→ EXERCISE OBJECTIVE: Could you turn all of the data below into a JSON list of strings, with one string per line and any blank lines left out?

** begin RECORDS SUPPLIED **

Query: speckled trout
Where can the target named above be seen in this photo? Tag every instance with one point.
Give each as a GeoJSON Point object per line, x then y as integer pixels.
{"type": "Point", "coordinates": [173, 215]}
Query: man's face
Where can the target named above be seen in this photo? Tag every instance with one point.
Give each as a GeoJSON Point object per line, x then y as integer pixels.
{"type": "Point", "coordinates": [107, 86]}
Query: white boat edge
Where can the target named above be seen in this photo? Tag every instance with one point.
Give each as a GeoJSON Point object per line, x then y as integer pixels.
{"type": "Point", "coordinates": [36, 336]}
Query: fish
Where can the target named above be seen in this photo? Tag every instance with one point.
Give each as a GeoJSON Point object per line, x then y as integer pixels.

** end RECORDS SUPPLIED **

→ OUTPUT BELOW:
[
  "Query: speckled trout",
  "Where can the target named above be seen in this photo? Tag every instance with one point.",
  "Give each as a GeoJSON Point object per line, x then y as integer pixels.",
  "{\"type\": \"Point\", \"coordinates\": [173, 215]}",
  "Query: man's face",
  "Where can the target named above be seen in this photo? Tag every instance with one point.",
  "Give each as a GeoJSON Point object per line, x then y as integer pixels.",
  "{\"type\": \"Point\", \"coordinates\": [107, 86]}",
  "Query: white boat edge",
  "Where can the target named above be seen in this photo? Tag every instance with one point.",
  "Give each as a GeoJSON Point object per line, x then y as integer pixels.",
  "{\"type\": \"Point\", \"coordinates\": [36, 336]}",
  "Query: fish",
  "Where can the target named above be seen in this photo? Tag every instance with one point.",
  "Give each as a GeoJSON Point object per line, x then y as integer pixels."
]